**The problem**
Your answer must be the exact lines from the one holding "Drop a pin on the lamb's hoof, one" through the final line of the records below, both included, and nothing more.
Segment Start: Records supplied
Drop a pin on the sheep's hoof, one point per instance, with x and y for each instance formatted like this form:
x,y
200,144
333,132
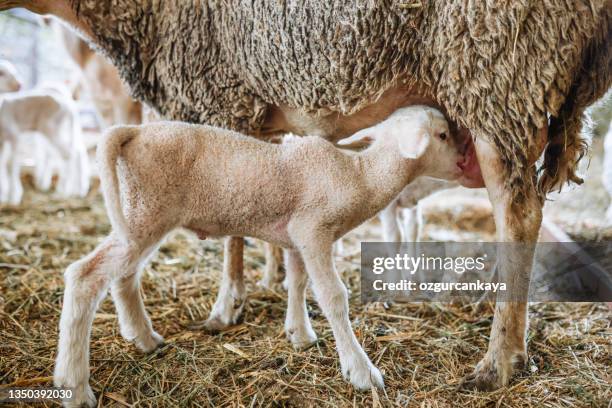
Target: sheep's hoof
x,y
82,396
362,373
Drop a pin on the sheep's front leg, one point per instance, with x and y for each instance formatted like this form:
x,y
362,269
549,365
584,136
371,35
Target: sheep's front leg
x,y
231,298
518,224
10,160
5,178
297,323
333,298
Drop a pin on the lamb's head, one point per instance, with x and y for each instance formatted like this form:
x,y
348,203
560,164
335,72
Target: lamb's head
x,y
9,80
420,134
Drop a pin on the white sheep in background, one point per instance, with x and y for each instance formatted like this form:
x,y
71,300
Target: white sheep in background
x,y
301,195
9,79
607,171
46,120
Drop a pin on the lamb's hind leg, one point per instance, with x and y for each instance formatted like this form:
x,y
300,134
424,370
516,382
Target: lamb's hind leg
x,y
272,268
86,284
332,296
134,323
231,298
518,224
297,323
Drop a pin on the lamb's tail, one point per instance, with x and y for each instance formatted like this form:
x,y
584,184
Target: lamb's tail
x,y
109,149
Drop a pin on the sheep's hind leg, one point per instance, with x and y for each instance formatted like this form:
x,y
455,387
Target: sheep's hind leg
x,y
297,323
518,225
231,298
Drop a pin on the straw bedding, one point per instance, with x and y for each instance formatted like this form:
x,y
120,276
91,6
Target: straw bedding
x,y
422,349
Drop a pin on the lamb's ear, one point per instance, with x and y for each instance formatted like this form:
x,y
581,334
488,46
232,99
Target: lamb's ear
x,y
362,138
414,147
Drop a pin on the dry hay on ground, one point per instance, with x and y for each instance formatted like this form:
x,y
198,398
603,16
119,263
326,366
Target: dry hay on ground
x,y
422,349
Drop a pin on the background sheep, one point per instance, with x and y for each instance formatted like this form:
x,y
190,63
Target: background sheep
x,y
46,120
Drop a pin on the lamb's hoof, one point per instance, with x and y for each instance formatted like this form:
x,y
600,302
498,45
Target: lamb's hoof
x,y
491,374
362,374
301,338
150,342
82,396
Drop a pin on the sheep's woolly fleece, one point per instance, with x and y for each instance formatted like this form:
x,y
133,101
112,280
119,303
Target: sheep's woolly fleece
x,y
498,70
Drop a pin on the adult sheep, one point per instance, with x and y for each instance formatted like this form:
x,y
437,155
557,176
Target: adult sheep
x,y
519,77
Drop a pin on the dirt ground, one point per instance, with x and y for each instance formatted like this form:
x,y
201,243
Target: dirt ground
x,y
423,350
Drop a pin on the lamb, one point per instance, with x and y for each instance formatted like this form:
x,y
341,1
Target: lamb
x,y
48,120
302,196
9,79
607,172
Segment End: Records supplied
**Task output**
Drop a pin on the lamb's hoof, one point per instance, with x and y for each instance formatted like this form:
x,y
600,302
498,45
Target: lamb's hoof
x,y
491,374
362,374
301,338
150,342
82,396
Drop a pin on the sheep's woolly fleece, one point per instance, with x and y for each instance formatted like this form:
x,y
133,101
112,280
119,303
Target: sheep's woolly fleece
x,y
498,70
Drop a pin on the adult sheep, one point per instance, with x and y for each instance formatted like this form:
x,y
437,155
557,176
Target: adult sheep
x,y
519,77
Drop a pin on the dirt ground, one point per instance, with x and y for each instance formatted like this form:
x,y
201,243
Target: dirt ground
x,y
423,350
Drop a pin on the lamb, one point per instance, with x and y for each instance formatted like this form:
x,y
341,1
Target: lamb
x,y
48,120
302,196
9,79
607,172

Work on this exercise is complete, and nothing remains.